**Task details**
Start to finish, retype the entries exactly while omitting the pictures.

**Data provided**
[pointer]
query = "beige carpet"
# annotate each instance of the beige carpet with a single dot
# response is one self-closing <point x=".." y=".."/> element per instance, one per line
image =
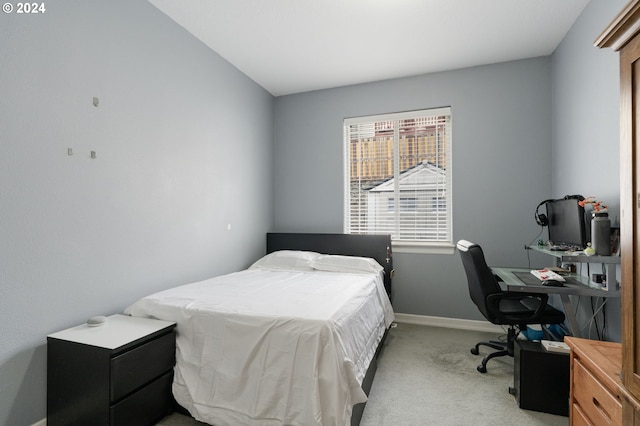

**Answer to the problem**
[pointer]
query = "beige carpet"
# annotate each instance of the beige carpet with a single dot
# response is one self-closing <point x=".." y=".."/> element per instance, one per line
image =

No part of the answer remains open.